Data extracts section start

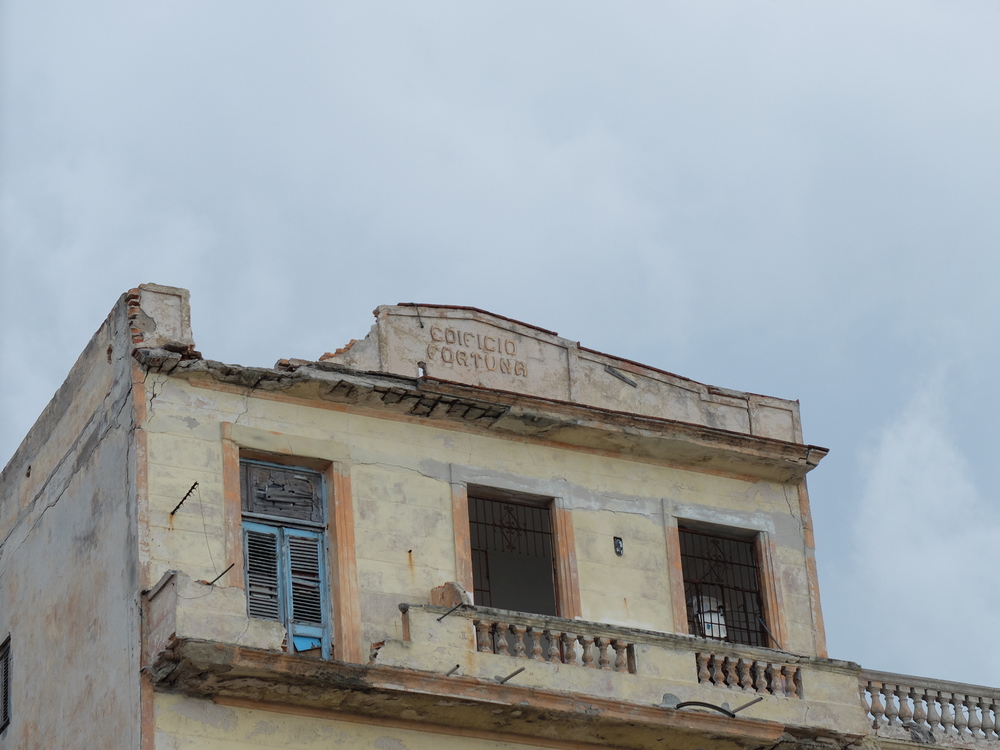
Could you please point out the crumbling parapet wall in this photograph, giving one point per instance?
(68, 574)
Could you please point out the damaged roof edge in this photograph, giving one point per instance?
(515, 414)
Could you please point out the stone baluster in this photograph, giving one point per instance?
(790, 672)
(891, 709)
(994, 713)
(483, 642)
(877, 710)
(961, 720)
(536, 644)
(569, 648)
(933, 710)
(718, 672)
(604, 661)
(903, 697)
(985, 719)
(743, 667)
(621, 657)
(555, 637)
(588, 650)
(776, 680)
(760, 677)
(518, 631)
(919, 712)
(947, 714)
(732, 678)
(704, 676)
(500, 632)
(975, 722)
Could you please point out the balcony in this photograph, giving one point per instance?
(481, 670)
(504, 674)
(917, 709)
(645, 668)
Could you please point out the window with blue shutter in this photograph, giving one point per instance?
(5, 684)
(284, 549)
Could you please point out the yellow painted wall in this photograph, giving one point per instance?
(400, 474)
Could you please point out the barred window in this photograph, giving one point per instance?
(513, 566)
(722, 587)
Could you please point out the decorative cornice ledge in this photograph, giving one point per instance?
(227, 672)
(511, 414)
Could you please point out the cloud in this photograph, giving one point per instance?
(926, 553)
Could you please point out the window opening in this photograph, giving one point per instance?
(512, 553)
(284, 549)
(5, 684)
(722, 588)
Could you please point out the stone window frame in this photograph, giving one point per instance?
(330, 459)
(567, 583)
(750, 527)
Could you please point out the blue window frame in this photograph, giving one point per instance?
(285, 560)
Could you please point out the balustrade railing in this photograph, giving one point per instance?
(749, 675)
(931, 709)
(542, 642)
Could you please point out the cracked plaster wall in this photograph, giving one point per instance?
(68, 560)
(401, 476)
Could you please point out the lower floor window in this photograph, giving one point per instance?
(722, 587)
(512, 553)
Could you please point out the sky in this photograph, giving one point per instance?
(788, 198)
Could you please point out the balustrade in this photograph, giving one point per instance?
(549, 644)
(934, 709)
(749, 675)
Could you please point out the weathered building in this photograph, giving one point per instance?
(460, 532)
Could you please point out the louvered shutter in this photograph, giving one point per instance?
(305, 555)
(282, 491)
(5, 684)
(262, 550)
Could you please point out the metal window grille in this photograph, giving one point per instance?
(722, 588)
(509, 527)
(5, 684)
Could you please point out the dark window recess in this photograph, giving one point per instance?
(512, 555)
(5, 684)
(282, 492)
(286, 559)
(722, 588)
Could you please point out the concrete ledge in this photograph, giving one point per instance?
(225, 672)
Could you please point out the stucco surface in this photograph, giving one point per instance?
(68, 563)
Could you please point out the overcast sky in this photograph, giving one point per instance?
(790, 198)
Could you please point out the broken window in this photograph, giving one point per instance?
(5, 684)
(513, 566)
(722, 587)
(284, 552)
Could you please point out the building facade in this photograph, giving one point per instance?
(461, 531)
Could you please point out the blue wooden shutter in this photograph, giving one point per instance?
(308, 616)
(264, 594)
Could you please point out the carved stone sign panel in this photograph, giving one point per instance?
(469, 347)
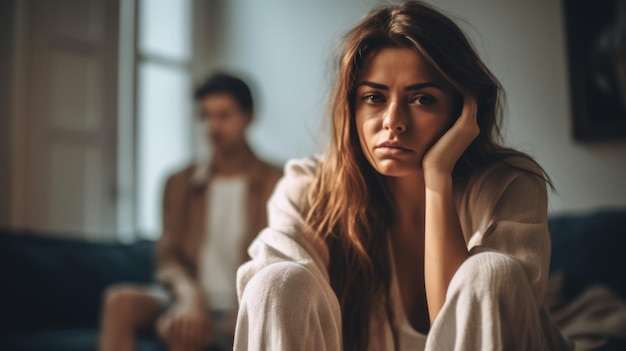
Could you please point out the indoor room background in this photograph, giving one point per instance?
(96, 107)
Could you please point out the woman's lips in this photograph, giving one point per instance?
(392, 149)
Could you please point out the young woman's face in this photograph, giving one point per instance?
(402, 108)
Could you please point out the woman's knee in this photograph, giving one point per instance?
(489, 272)
(281, 285)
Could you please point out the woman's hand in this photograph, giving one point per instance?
(443, 155)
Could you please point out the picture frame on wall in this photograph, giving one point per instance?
(596, 50)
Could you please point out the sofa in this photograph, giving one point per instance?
(51, 290)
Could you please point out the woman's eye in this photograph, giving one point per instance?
(424, 99)
(373, 98)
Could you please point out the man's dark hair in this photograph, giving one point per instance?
(224, 83)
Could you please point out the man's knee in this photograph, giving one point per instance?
(123, 300)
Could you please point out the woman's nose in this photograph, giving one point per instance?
(395, 118)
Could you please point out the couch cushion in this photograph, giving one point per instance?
(56, 283)
(590, 249)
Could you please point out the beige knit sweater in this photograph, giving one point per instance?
(500, 209)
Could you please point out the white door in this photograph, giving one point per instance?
(70, 109)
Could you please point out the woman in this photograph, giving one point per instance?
(416, 229)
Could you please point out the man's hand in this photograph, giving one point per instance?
(443, 155)
(186, 325)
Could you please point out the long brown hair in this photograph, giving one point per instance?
(350, 207)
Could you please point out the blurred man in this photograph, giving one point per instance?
(211, 213)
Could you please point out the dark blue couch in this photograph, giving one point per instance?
(51, 289)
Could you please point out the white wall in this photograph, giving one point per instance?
(286, 47)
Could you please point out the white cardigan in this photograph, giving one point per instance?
(500, 209)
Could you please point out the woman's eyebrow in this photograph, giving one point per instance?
(411, 87)
(419, 86)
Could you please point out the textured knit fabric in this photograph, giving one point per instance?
(494, 301)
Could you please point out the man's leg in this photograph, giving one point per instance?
(126, 310)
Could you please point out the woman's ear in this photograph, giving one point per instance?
(457, 105)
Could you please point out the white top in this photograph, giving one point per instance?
(221, 249)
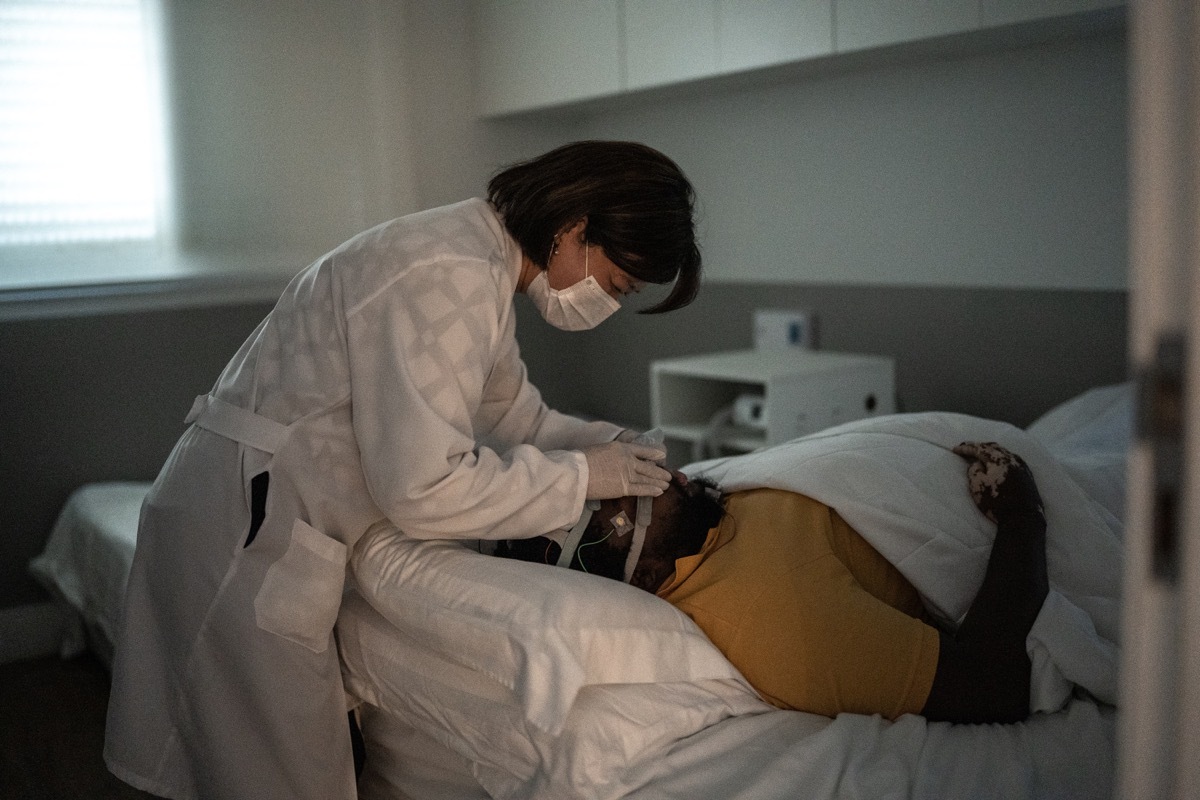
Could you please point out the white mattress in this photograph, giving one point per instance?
(87, 563)
(750, 751)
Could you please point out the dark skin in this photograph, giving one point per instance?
(983, 671)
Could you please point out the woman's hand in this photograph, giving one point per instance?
(621, 469)
(1001, 482)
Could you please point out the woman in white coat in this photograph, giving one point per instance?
(385, 388)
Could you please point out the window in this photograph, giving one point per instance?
(81, 128)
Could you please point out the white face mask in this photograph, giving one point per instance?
(579, 307)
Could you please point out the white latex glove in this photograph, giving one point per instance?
(622, 469)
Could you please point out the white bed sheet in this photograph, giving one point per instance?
(727, 744)
(87, 563)
(759, 752)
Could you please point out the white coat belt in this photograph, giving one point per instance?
(238, 423)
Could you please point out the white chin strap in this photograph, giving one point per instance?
(621, 523)
(575, 534)
(645, 509)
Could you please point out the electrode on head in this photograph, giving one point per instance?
(621, 523)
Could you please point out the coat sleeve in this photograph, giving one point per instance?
(420, 354)
(513, 411)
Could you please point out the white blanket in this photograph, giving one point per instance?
(898, 483)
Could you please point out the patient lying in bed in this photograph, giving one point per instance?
(817, 620)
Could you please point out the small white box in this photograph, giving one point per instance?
(801, 391)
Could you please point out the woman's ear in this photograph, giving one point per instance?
(576, 232)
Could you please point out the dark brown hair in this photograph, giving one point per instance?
(639, 205)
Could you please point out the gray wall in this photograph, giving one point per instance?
(1001, 354)
(95, 398)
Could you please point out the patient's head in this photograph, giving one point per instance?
(682, 518)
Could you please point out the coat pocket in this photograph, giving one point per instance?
(301, 593)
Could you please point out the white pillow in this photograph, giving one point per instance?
(538, 631)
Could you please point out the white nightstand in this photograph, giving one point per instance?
(801, 391)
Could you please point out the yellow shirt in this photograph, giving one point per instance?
(814, 618)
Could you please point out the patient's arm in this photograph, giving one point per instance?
(983, 671)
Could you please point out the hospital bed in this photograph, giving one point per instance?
(487, 678)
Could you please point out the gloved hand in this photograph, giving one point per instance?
(619, 469)
(628, 435)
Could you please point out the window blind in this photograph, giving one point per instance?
(79, 122)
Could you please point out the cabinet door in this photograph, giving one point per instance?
(539, 53)
(669, 41)
(761, 32)
(1005, 12)
(875, 23)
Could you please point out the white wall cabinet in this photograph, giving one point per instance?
(535, 54)
(763, 32)
(541, 53)
(801, 391)
(876, 23)
(670, 41)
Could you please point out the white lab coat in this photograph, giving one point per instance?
(364, 395)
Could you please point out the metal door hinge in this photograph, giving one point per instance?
(1161, 425)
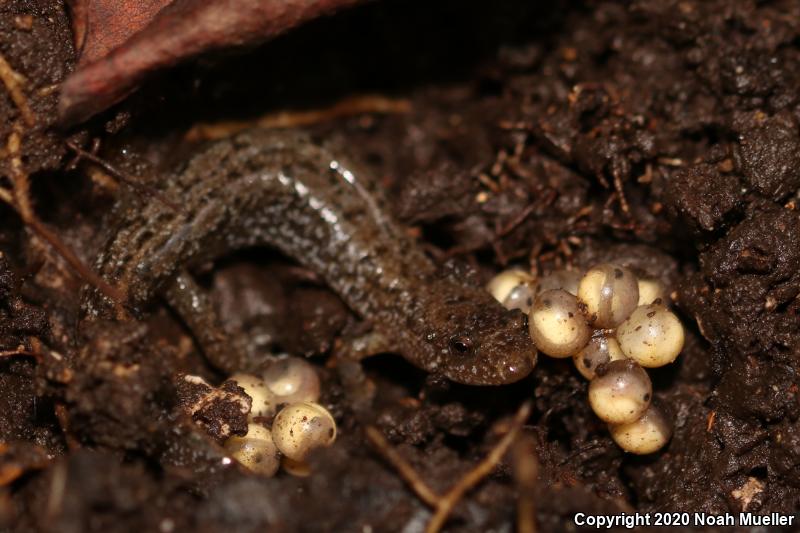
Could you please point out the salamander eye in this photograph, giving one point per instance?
(461, 345)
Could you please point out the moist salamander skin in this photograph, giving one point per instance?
(282, 190)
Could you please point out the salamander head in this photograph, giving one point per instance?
(475, 341)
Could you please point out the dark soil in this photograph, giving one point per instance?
(662, 134)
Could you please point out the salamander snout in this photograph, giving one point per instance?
(495, 350)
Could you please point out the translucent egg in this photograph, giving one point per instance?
(647, 434)
(653, 336)
(300, 427)
(264, 401)
(620, 392)
(602, 348)
(557, 326)
(256, 451)
(610, 294)
(292, 380)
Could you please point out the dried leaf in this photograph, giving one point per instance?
(182, 29)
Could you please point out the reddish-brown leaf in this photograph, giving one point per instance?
(181, 29)
(99, 26)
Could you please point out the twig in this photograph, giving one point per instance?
(19, 199)
(13, 82)
(526, 470)
(482, 470)
(21, 351)
(122, 176)
(356, 105)
(405, 470)
(443, 505)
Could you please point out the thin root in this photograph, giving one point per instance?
(443, 505)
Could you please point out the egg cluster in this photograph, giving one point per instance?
(612, 325)
(285, 393)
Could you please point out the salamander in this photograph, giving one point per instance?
(281, 189)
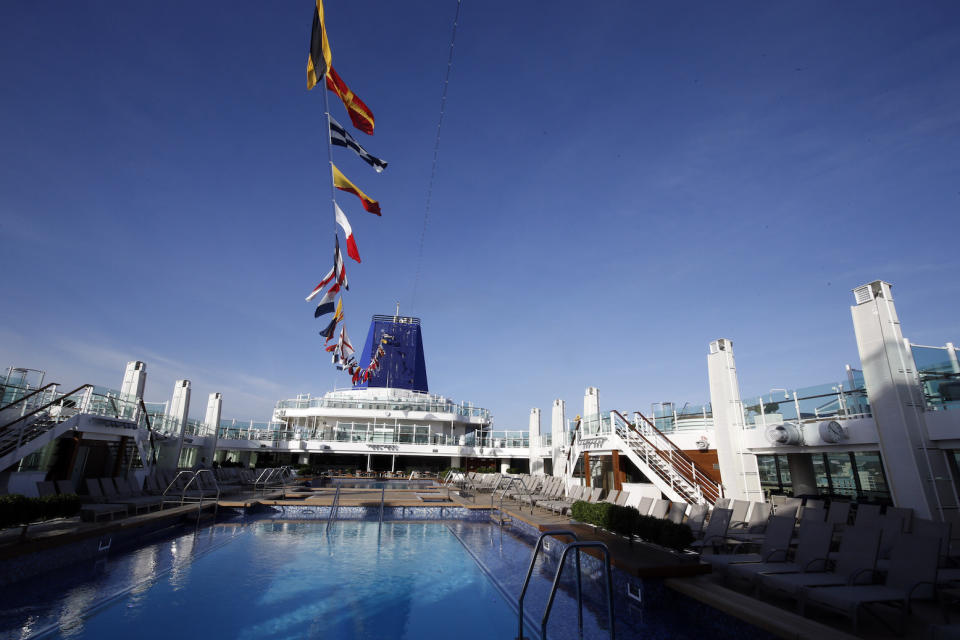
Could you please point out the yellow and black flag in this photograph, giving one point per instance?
(320, 59)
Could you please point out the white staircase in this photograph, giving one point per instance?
(655, 455)
(29, 425)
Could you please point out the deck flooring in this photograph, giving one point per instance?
(685, 575)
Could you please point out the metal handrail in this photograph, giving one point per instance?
(694, 475)
(29, 395)
(533, 561)
(263, 479)
(153, 445)
(503, 494)
(702, 487)
(333, 506)
(173, 482)
(556, 583)
(47, 405)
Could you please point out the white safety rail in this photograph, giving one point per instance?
(663, 462)
(653, 453)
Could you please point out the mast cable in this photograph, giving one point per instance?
(436, 155)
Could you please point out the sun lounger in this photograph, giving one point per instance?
(676, 512)
(912, 574)
(753, 529)
(811, 554)
(813, 515)
(92, 512)
(563, 505)
(46, 488)
(788, 507)
(135, 504)
(129, 491)
(904, 513)
(857, 553)
(659, 509)
(696, 517)
(775, 546)
(716, 529)
(838, 514)
(739, 515)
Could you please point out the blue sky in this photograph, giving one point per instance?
(619, 183)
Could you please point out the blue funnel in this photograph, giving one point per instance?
(402, 365)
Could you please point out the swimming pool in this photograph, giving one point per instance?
(275, 575)
(274, 580)
(383, 484)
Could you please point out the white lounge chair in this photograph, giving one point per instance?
(857, 554)
(912, 575)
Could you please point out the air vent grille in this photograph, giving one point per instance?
(863, 294)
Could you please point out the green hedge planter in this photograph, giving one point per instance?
(627, 521)
(20, 510)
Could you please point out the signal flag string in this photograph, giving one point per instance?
(436, 155)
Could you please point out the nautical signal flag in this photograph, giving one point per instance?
(360, 114)
(339, 267)
(338, 272)
(320, 58)
(348, 232)
(325, 305)
(327, 279)
(341, 182)
(332, 327)
(342, 138)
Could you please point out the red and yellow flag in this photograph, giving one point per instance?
(360, 114)
(320, 58)
(341, 182)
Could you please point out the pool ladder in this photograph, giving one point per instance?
(383, 493)
(334, 507)
(576, 545)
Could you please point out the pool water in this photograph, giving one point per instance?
(275, 580)
(384, 484)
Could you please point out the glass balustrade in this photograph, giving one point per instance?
(939, 373)
(432, 404)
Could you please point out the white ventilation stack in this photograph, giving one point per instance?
(134, 380)
(738, 467)
(536, 463)
(558, 436)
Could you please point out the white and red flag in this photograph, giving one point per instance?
(348, 232)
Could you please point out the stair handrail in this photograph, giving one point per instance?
(577, 545)
(29, 395)
(576, 431)
(46, 406)
(153, 446)
(174, 481)
(664, 475)
(697, 476)
(533, 561)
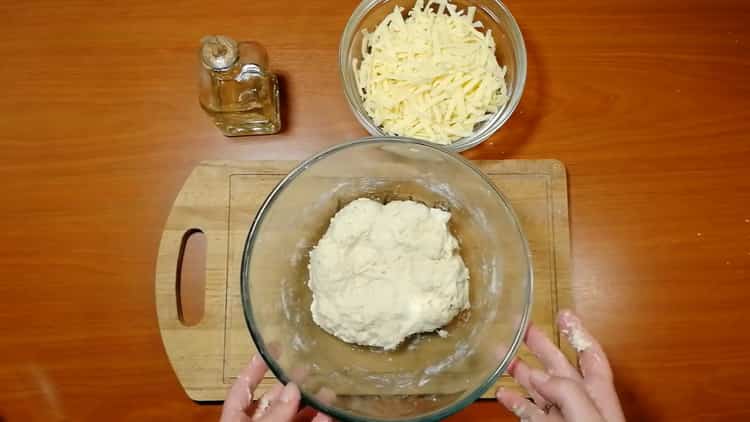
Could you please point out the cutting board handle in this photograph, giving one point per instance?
(187, 346)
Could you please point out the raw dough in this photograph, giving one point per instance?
(383, 272)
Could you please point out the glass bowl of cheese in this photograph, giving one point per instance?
(449, 72)
(432, 373)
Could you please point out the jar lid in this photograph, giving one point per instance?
(218, 52)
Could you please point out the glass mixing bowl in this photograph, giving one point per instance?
(427, 377)
(510, 52)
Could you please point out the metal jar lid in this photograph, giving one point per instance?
(218, 52)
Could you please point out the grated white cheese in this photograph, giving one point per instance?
(431, 76)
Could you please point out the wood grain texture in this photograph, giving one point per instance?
(221, 198)
(645, 101)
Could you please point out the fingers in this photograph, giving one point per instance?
(520, 406)
(597, 373)
(240, 396)
(549, 354)
(593, 361)
(285, 407)
(520, 371)
(267, 400)
(568, 395)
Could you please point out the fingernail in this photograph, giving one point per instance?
(539, 377)
(288, 393)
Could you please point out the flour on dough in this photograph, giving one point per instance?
(383, 272)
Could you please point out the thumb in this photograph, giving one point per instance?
(568, 395)
(285, 407)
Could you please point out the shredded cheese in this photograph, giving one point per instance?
(431, 76)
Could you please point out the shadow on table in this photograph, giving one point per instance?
(525, 119)
(636, 408)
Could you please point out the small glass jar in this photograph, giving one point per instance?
(236, 89)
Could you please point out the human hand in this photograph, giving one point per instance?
(279, 404)
(562, 393)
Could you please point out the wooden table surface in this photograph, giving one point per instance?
(645, 101)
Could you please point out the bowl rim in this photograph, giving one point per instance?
(492, 125)
(266, 354)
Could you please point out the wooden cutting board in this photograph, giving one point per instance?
(220, 199)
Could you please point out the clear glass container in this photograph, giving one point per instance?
(427, 377)
(236, 89)
(494, 15)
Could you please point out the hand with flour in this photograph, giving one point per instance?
(279, 404)
(561, 393)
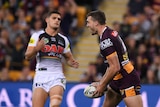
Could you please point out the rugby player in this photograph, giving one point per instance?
(121, 78)
(49, 46)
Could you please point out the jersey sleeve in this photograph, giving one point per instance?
(33, 40)
(107, 45)
(67, 46)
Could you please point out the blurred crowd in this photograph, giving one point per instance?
(140, 30)
(19, 19)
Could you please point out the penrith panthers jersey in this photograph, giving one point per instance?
(50, 55)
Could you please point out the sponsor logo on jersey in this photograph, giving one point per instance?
(114, 33)
(46, 40)
(53, 39)
(106, 43)
(60, 43)
(31, 41)
(52, 48)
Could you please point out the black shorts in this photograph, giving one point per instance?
(127, 86)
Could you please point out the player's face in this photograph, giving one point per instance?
(91, 24)
(54, 21)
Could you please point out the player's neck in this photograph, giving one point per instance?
(101, 29)
(51, 32)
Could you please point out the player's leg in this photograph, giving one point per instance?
(112, 98)
(134, 101)
(56, 94)
(39, 97)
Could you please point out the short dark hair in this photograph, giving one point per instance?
(53, 12)
(98, 16)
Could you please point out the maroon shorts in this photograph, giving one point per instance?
(127, 86)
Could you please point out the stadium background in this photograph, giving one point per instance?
(137, 20)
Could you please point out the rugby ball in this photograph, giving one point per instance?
(89, 91)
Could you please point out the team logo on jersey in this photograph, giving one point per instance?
(53, 39)
(46, 40)
(114, 33)
(31, 41)
(106, 43)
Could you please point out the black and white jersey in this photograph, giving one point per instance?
(50, 55)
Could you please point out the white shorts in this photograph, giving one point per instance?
(47, 80)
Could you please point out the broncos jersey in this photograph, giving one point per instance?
(50, 55)
(110, 44)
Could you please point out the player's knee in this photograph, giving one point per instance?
(55, 100)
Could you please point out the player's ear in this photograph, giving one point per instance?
(96, 23)
(46, 19)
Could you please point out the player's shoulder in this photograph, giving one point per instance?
(111, 33)
(64, 37)
(38, 33)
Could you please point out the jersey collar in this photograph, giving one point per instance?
(103, 32)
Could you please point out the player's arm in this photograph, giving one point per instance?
(34, 46)
(112, 70)
(70, 60)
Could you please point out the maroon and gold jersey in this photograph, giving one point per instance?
(110, 44)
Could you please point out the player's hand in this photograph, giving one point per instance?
(74, 64)
(40, 44)
(99, 89)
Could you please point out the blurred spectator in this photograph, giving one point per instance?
(136, 6)
(145, 24)
(25, 74)
(17, 56)
(38, 25)
(4, 23)
(156, 5)
(125, 27)
(136, 34)
(29, 5)
(149, 12)
(69, 20)
(152, 46)
(153, 71)
(21, 19)
(90, 75)
(14, 31)
(4, 75)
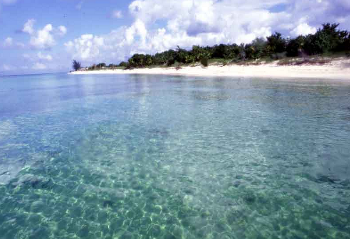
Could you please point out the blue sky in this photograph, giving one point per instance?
(38, 36)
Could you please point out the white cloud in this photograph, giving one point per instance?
(86, 47)
(117, 14)
(160, 25)
(28, 26)
(43, 38)
(303, 29)
(47, 57)
(39, 66)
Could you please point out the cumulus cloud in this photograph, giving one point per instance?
(47, 57)
(117, 14)
(10, 43)
(7, 67)
(43, 38)
(303, 29)
(6, 2)
(28, 26)
(206, 22)
(86, 47)
(39, 66)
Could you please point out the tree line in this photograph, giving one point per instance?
(328, 39)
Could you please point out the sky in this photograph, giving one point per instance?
(41, 36)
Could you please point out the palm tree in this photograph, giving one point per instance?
(76, 65)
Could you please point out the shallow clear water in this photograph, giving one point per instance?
(173, 157)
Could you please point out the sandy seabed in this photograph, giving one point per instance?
(336, 70)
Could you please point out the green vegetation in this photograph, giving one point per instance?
(328, 40)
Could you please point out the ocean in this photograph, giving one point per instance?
(152, 156)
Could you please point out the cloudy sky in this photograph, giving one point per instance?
(39, 36)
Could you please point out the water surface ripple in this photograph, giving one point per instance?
(173, 157)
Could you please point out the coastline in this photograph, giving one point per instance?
(337, 70)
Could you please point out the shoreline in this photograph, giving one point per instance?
(337, 70)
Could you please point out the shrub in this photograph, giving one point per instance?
(76, 65)
(204, 61)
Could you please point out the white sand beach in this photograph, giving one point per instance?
(336, 70)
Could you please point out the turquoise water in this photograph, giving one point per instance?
(173, 157)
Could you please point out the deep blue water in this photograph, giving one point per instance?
(134, 156)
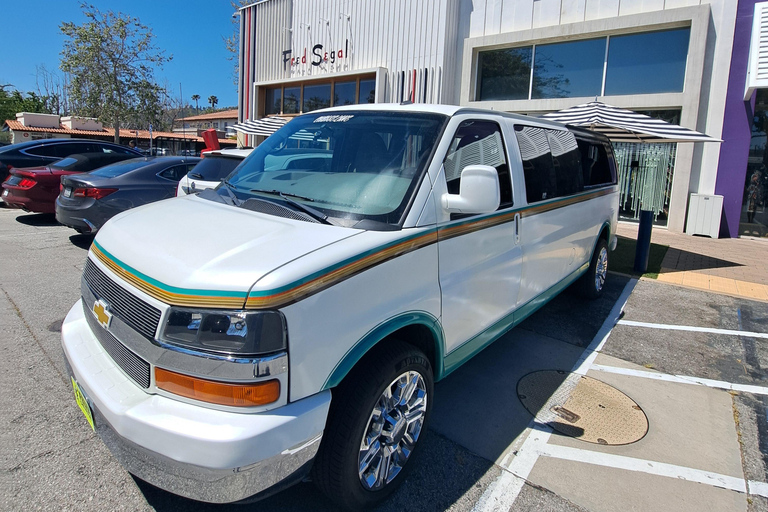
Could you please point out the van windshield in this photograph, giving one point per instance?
(352, 165)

Data extracts section end

What to produce: For the lines from the one containing "Could you please point out the van" through the end of the listing above, output each exactly and leave out the rest.

Task result:
Could you please point out the van windshield in this photograph, giving one point per instance?
(352, 165)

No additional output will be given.